_What the task requires_
Reproduce the following data verbatim, line by line.

Pointing and labeling entries:
________

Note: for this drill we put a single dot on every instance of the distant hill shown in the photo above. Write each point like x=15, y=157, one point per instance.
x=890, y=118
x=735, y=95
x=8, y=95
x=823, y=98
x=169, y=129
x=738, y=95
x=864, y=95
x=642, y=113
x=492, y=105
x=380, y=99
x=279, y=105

________

_Solution to the exercise_
Note: for this drill we put a single dot on every instance of the distant hill shown in the photo above. Write each point like x=15, y=157, one point per instance.
x=890, y=118
x=735, y=95
x=8, y=95
x=823, y=98
x=169, y=129
x=738, y=95
x=864, y=95
x=642, y=113
x=492, y=105
x=380, y=99
x=279, y=105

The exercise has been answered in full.